Description of the task: Write out the items below exactly as they appear, from the line containing "of the ceiling" through the line containing "[(346, 122), (508, 64)]", inclusive.

(Collection entries)
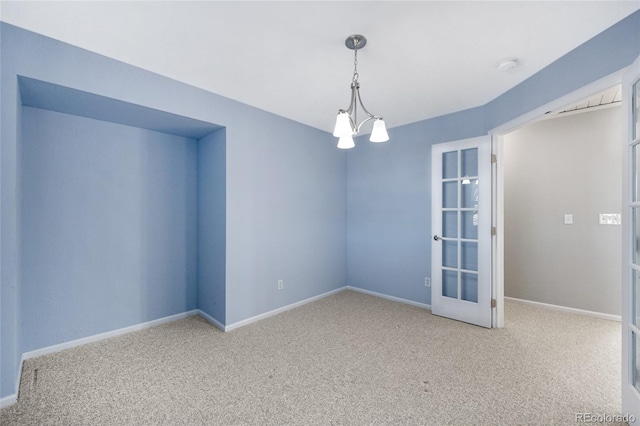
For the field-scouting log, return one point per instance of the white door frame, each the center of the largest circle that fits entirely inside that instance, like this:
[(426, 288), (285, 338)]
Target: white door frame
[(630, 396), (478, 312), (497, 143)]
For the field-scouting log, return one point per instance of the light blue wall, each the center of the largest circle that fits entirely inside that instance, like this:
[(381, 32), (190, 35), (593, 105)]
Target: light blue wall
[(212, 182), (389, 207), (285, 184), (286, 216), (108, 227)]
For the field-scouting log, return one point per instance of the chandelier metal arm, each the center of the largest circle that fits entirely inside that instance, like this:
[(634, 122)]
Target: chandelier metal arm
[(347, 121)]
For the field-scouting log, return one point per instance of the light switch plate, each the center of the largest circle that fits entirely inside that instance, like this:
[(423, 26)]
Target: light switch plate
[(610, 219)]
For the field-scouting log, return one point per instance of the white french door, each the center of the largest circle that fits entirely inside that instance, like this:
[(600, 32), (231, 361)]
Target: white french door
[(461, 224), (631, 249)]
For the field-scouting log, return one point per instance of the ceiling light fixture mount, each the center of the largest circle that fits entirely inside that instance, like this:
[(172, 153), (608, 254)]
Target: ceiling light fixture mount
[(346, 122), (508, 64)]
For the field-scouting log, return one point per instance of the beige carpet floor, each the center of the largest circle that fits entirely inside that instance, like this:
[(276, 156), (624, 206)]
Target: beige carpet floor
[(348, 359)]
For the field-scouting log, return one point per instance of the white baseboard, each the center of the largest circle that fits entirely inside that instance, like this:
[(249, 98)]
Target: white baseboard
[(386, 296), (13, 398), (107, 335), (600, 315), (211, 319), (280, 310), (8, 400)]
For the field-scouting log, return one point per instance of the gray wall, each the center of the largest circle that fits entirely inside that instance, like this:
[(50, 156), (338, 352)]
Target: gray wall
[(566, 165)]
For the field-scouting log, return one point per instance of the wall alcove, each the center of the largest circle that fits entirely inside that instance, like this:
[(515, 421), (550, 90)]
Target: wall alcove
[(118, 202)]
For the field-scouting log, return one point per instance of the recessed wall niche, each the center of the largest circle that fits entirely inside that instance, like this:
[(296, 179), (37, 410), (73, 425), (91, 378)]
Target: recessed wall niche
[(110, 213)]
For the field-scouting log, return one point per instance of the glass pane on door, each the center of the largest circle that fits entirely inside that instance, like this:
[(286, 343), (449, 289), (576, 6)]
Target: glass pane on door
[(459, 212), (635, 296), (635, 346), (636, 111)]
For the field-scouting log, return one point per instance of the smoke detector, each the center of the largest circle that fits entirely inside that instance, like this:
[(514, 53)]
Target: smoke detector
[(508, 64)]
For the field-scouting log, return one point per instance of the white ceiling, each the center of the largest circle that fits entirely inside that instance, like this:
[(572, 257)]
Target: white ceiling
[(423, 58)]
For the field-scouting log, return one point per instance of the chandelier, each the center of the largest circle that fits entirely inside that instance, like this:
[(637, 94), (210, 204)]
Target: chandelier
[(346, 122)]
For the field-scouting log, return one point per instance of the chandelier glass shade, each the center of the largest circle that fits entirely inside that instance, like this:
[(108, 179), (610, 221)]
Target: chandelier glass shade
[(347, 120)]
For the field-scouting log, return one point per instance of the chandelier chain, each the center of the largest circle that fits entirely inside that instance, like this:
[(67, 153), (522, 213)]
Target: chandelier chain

The solution:
For the field-scouting log, return one point per instance of the ceiling light fixture mount, each the center of the largest circle that fits entirely inside that instance, like this:
[(172, 153), (608, 254)]
Target: ceiling light fixture mount
[(346, 122), (508, 64)]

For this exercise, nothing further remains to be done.